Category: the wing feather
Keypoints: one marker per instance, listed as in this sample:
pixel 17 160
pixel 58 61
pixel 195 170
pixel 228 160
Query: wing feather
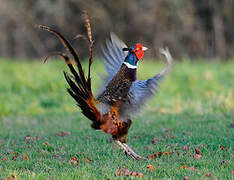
pixel 142 91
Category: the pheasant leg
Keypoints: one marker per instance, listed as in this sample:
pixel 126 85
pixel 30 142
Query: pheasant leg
pixel 129 151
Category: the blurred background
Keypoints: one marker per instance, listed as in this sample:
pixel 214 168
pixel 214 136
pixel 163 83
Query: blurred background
pixel 191 29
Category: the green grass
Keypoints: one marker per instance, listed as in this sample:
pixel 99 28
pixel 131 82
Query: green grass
pixel 196 97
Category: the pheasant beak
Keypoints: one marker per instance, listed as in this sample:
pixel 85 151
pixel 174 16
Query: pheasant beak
pixel 144 48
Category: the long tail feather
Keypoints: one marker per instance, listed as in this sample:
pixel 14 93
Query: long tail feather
pixel 71 50
pixel 90 39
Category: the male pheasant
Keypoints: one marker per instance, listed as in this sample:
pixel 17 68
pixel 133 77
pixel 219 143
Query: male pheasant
pixel 122 96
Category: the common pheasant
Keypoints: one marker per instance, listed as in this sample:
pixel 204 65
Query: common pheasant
pixel 122 96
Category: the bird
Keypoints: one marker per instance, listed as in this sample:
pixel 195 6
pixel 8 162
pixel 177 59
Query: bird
pixel 122 95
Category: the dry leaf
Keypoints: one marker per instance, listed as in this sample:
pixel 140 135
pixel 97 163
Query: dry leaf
pixel 203 146
pixel 186 133
pixel 167 153
pixel 155 140
pixel 62 134
pixel 208 175
pixel 126 172
pixel 28 138
pixel 156 155
pixel 73 160
pixel 12 177
pixel 197 156
pixel 4 159
pixel 149 148
pixel 25 157
pixel 47 144
pixel 88 160
pixel 192 168
pixel 198 151
pixel 183 167
pixel 222 147
pixel 151 167
pixel 172 136
pixel 185 148
pixel 231 125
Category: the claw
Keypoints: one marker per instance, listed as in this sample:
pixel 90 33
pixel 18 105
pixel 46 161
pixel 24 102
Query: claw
pixel 128 151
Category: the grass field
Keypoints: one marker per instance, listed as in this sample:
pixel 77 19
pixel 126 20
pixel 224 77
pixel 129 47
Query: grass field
pixel 44 136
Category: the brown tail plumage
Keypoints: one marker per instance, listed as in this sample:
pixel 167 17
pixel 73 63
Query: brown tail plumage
pixel 80 86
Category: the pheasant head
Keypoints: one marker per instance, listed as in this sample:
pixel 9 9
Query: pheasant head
pixel 135 53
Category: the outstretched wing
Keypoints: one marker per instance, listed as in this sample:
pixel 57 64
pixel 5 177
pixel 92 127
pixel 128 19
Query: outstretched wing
pixel 113 56
pixel 142 91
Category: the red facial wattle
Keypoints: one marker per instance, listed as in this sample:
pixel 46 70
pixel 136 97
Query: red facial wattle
pixel 139 51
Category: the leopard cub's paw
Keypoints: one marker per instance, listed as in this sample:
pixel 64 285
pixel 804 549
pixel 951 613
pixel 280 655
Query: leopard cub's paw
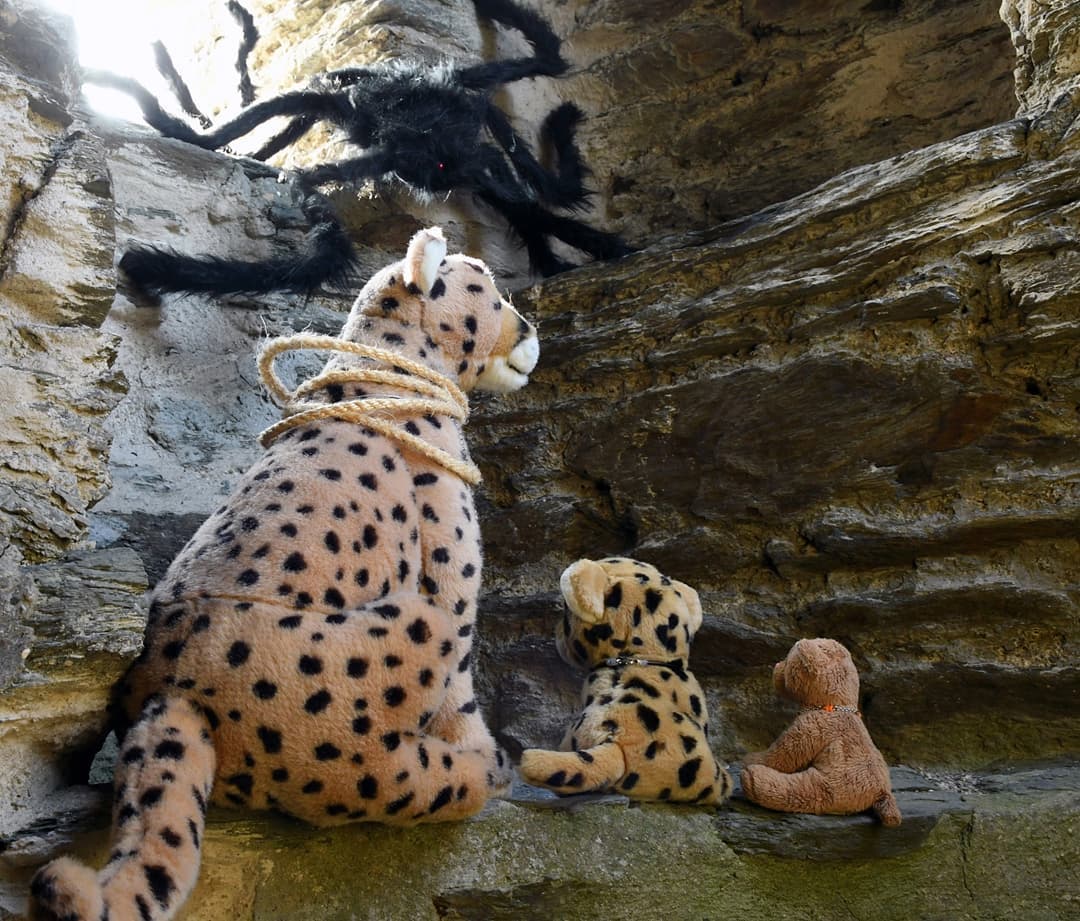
pixel 500 774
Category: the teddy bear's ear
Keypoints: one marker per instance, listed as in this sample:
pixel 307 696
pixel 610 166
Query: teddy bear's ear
pixel 692 603
pixel 583 585
pixel 426 253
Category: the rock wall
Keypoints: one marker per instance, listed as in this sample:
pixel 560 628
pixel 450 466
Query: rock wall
pixel 838 390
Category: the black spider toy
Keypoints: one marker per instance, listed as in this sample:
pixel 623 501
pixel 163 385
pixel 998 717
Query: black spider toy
pixel 434 129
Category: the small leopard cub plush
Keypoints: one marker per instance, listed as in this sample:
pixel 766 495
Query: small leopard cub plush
pixel 644 728
pixel 309 650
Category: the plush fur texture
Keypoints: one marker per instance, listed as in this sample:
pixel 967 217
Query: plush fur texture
pixel 433 129
pixel 309 650
pixel 644 727
pixel 825 761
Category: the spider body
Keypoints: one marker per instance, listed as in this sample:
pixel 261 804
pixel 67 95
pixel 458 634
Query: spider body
pixel 433 129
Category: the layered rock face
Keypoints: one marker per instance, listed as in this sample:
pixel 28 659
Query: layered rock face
pixel 837 391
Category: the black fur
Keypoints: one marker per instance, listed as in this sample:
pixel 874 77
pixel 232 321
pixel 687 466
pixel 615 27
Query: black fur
pixel 433 129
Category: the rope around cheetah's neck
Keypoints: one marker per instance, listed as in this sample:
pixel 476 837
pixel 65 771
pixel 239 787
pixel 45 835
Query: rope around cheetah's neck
pixel 439 395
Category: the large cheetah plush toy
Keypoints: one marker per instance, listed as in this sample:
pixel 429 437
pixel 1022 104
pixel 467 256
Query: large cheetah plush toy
pixel 309 649
pixel 644 728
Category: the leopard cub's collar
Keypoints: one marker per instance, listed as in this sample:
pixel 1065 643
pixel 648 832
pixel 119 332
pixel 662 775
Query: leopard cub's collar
pixel 623 661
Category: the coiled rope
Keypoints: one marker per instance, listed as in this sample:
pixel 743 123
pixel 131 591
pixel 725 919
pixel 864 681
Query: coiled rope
pixel 439 395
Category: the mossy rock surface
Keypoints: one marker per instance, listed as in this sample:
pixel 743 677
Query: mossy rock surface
pixel 979 847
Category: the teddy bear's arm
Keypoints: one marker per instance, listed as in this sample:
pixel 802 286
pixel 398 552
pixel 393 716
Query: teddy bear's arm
pixel 796 747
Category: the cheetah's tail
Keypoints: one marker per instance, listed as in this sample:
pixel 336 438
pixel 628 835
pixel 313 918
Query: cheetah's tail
pixel 163 779
pixel 887 810
pixel 575 772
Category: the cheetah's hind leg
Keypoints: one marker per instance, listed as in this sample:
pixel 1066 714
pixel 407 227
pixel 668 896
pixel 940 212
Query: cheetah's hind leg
pixel 163 780
pixel 575 772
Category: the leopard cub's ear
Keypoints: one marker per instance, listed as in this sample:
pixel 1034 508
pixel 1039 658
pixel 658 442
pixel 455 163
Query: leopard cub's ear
pixel 692 603
pixel 426 253
pixel 584 584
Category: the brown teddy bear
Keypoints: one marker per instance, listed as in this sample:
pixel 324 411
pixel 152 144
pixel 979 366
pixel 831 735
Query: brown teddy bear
pixel 643 729
pixel 825 762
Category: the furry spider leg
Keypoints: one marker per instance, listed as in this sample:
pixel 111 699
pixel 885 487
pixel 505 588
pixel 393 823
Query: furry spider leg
pixel 565 189
pixel 180 91
pixel 332 107
pixel 248 40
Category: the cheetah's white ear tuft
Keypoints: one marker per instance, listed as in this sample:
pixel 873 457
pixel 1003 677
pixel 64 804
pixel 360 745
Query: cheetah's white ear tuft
pixel 583 585
pixel 426 253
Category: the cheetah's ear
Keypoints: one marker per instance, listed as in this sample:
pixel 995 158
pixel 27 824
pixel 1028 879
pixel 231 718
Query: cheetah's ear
pixel 426 253
pixel 583 584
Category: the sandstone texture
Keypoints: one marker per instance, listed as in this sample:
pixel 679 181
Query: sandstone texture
pixel 837 390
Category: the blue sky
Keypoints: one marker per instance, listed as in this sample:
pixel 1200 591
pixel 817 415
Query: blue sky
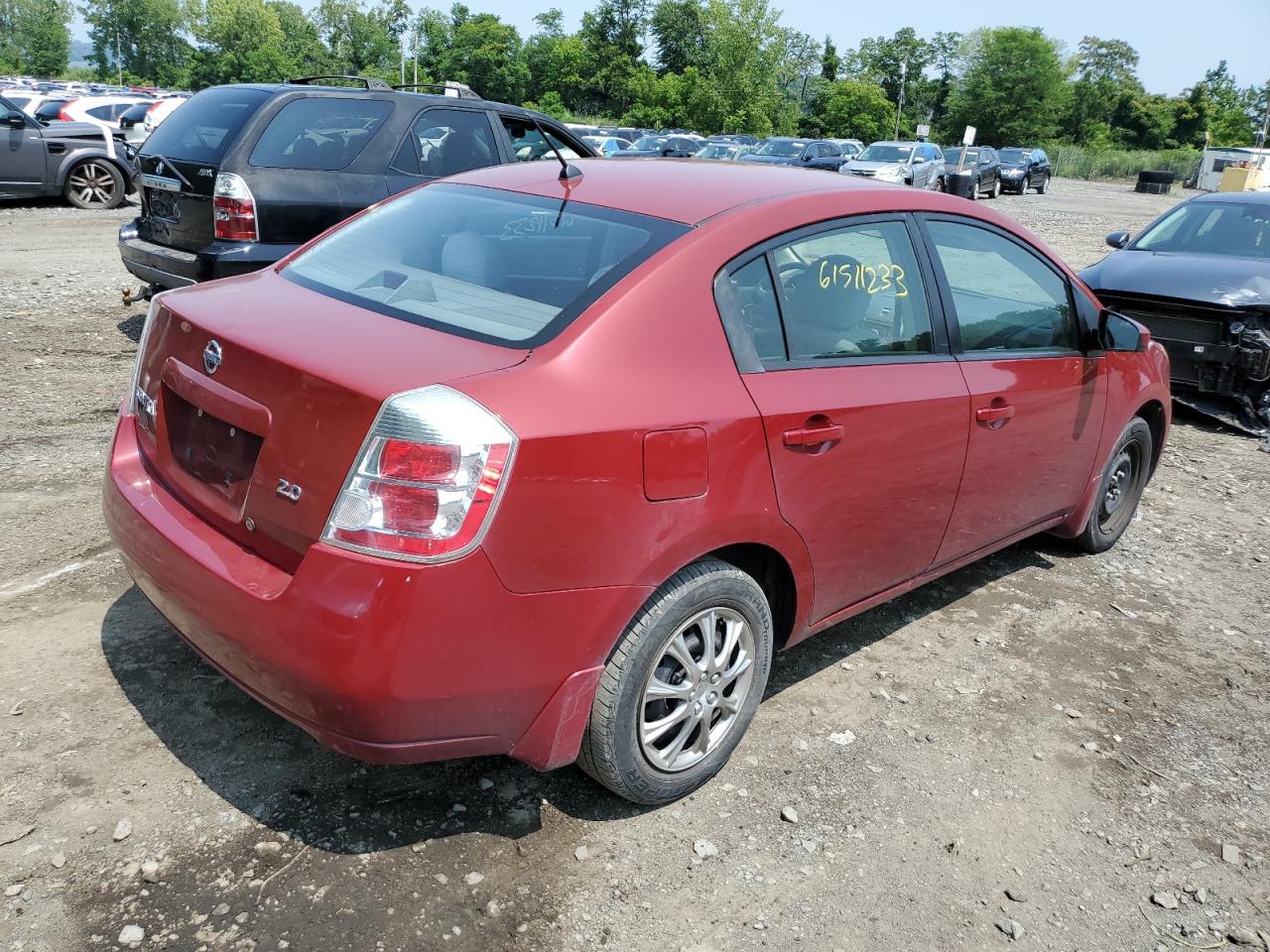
pixel 1178 40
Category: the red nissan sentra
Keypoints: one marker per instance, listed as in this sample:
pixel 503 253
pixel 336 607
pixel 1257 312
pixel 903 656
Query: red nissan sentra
pixel 525 465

================================

▸ Task to complete
Reproduce each line exactly, please, except for any pictures.

▸ Solution for this task
Category: the wing feather
Keypoints: one marker per instance, listed as in this sample:
pixel 17 160
pixel 58 61
pixel 195 170
pixel 228 160
Query: wing feather
pixel 142 91
Category: the pheasant leg
Keypoints: one marker per instance, listed as in this sample:
pixel 126 85
pixel 30 142
Query: pheasant leg
pixel 129 151
Category: the blurred background
Keypoints: one marker per instance, listed as in this sample:
pixel 214 168
pixel 214 136
pixel 163 83
Query: blurred background
pixel 191 29
Category: the green grass
Keypoints: one marker per instance, listed as in this sample:
pixel 99 28
pixel 131 82
Query: green grass
pixel 196 97
Category: the pheasant beak
Keypoints: one marker per instance, listed as in this sample:
pixel 85 151
pixel 174 16
Query: pheasant beak
pixel 144 48
Category: the long tail feather
Keypoints: one marker per instance, listed as in this sample:
pixel 14 93
Query: long tail feather
pixel 71 50
pixel 90 39
Category: the male pheasant
Keypoints: one marker per instance, listed as in this sample:
pixel 17 68
pixel 133 77
pixel 219 143
Query: male pheasant
pixel 122 96
Category: the common pheasant
Keypoints: one marker per instance, listed as in this sample:
pixel 204 65
Query: common pheasant
pixel 122 96
Category: the bird
Keypoints: one marker per instance, listed as in this sample:
pixel 195 6
pixel 8 162
pixel 177 59
Query: bird
pixel 122 95
Category: the dry leaf
Keypoints: one marker per instance, listed as in this sample:
pixel 140 135
pixel 97 163
Query: dry leaf
pixel 203 146
pixel 186 133
pixel 167 153
pixel 155 140
pixel 62 134
pixel 208 175
pixel 126 172
pixel 28 138
pixel 156 155
pixel 73 160
pixel 12 177
pixel 197 156
pixel 4 159
pixel 149 148
pixel 25 157
pixel 47 144
pixel 88 160
pixel 192 168
pixel 198 151
pixel 183 167
pixel 222 147
pixel 151 167
pixel 172 136
pixel 185 148
pixel 231 125
Category: the claw
Keypoints: one marker per instance, listed as in this sample:
pixel 90 33
pixel 18 105
pixel 46 161
pixel 24 102
Query: claw
pixel 128 151
Category: the grass field
Keypoints: one marker per instance, listed as in this sample:
pixel 77 19
pixel 126 20
pixel 224 77
pixel 129 47
Query: grass field
pixel 44 136
Category: the brown tail plumage
Keypoints: one marker per instance, listed as in this sample:
pixel 167 17
pixel 73 63
Query: brown tail plumage
pixel 80 86
Category: the pheasant head
Keypoints: one marker per instance, listed as in this sample:
pixel 9 9
Query: pheasant head
pixel 135 53
Category: the outstretched wing
Keypoints: one marker per instance, listed as in this sample:
pixel 57 64
pixel 5 177
pixel 92 127
pixel 128 19
Query: outstretched wing
pixel 113 56
pixel 142 91
Category: the red facial wattle
Keypoints: one marker per instance, listed as in this sample:
pixel 46 70
pixel 136 97
Query: red facial wattle
pixel 139 51
Category: the leopard cub's paw
Keypoints: one marker per instance, listed as in this sample:
pixel 64 285
pixel 804 549
pixel 951 613
pixel 280 655
Query: leopard cub's paw
pixel 500 774
Category: the teddy bear's ear
Keypoints: one marker per instance, listed as in this sample:
pixel 307 696
pixel 610 166
Query: teddy bear's ear
pixel 692 603
pixel 583 585
pixel 426 253
Category: the rock wall
Keypoints: one marker per instance, listed as in this sample:
pixel 560 628
pixel 450 466
Query: rock wall
pixel 838 390
Category: the black spider toy
Keypoints: one marker per instance, listed as in this sample:
pixel 623 501
pixel 163 385
pixel 998 717
Query: black spider toy
pixel 434 129
Category: the small leopard cub plush
Keypoints: one marker per instance, listed as in this sample:
pixel 766 495
Query: small leopard cub plush
pixel 644 728
pixel 309 650
Category: the plush fur texture
Keypoints: one marker per instance, listed as in this sample:
pixel 967 217
Query: plush fur texture
pixel 433 129
pixel 309 650
pixel 644 727
pixel 825 761
Category: the spider body
Keypoints: one marker per instance, listed as in this sample:
pixel 261 804
pixel 67 95
pixel 458 634
Query: spider body
pixel 433 129
Category: the layered rock face
Keypoints: one marker per instance, listed as in this sample:
pixel 28 659
Query: layered rock face
pixel 837 391
Category: the black fur
Keypoints: one marker per instance, listed as in this sample:
pixel 874 77
pixel 232 321
pixel 687 466
pixel 615 27
Query: black fur
pixel 433 129
Category: the rope around cheetah's neck
Keypoints: one marker per instance, listed as in this sample:
pixel 476 837
pixel 65 771
pixel 239 787
pixel 45 835
Query: rope around cheetah's neck
pixel 439 395
Category: the large cheetah plush toy
Keypoints: one marker per instance, listed as in this sample:
pixel 429 437
pixel 1022 104
pixel 467 256
Query: large cheetah plush toy
pixel 309 649
pixel 644 728
Category: the leopard cub's collar
Keypoints: one marker per instance, listed as in this sample:
pixel 1065 643
pixel 648 832
pixel 119 332
pixel 662 775
Query: leopard cub's collar
pixel 623 661
Category: the coiled rope
Keypoints: one marker per instance, listed as in this sample:
pixel 743 123
pixel 131 591
pixel 725 919
pixel 864 681
Query: coiled rope
pixel 439 395
Category: the mossy rock surface
Keypoints: one marker per instance, listed as in this sample:
pixel 743 677
Query: mossy rock surface
pixel 979 847
Category: the teddy bear's arm
Keypoints: one marker per instance, listed as in this sample:
pixel 802 286
pixel 398 552
pixel 393 716
Query: teddy bear's arm
pixel 796 747
Category: the cheetah's tail
Keypoints: one marker per instance, listed as in this sample:
pixel 336 438
pixel 628 835
pixel 313 918
Query: cheetah's tail
pixel 163 779
pixel 887 810
pixel 575 772
Category: the cheetah's hind leg
Keypoints: one marker per instance, listed as in this sample:
pixel 1066 714
pixel 407 227
pixel 668 896
pixel 940 212
Query: cheetah's hind leg
pixel 163 780
pixel 575 772
Category: the leopard cub's ear
Keypoints: one marker per instance, listed as in this sample:
pixel 1034 508
pixel 1039 658
pixel 658 442
pixel 455 163
Query: leopard cub's ear
pixel 692 603
pixel 426 253
pixel 584 584
Category: the brown teddy bear
Keypoints: one marker per instance, listed as in this sample:
pixel 324 411
pixel 152 144
pixel 979 366
pixel 831 735
Query: brown teddy bear
pixel 643 729
pixel 825 762
Category: the furry spider leg
Keypoints: one marker per instance, listed as in this sample:
pixel 111 699
pixel 885 487
pixel 505 588
pixel 393 823
Query: furry spider leg
pixel 565 189
pixel 180 91
pixel 332 107
pixel 248 40
Category: the cheetah's white ear tuft
Keypoints: one marker per instance, listed as in this sample:
pixel 873 457
pixel 1003 677
pixel 64 804
pixel 360 745
Query: cheetah's white ear tuft
pixel 583 585
pixel 426 253
Category: the cheetah's ear
Keypoints: one marker per instance, listed as in this sample:
pixel 995 158
pixel 27 824
pixel 1028 879
pixel 231 718
Query: cheetah's ear
pixel 426 253
pixel 583 584
Category: the sandstone texture
Keypoints: one marker per instance, listed as in this sample:
pixel 679 181
Query: sandstone texture
pixel 837 390
Category: the blue sky
Keypoints: one marker per instance, listed as in this sample:
pixel 1200 591
pixel 817 415
Query: blue sky
pixel 1178 40
Category: the red nissan sentra
Keypoints: one marker per instance, listed as in this sample:
pixel 503 253
pixel 336 607
pixel 1257 312
pixel 903 656
Query: red nissan sentra
pixel 525 465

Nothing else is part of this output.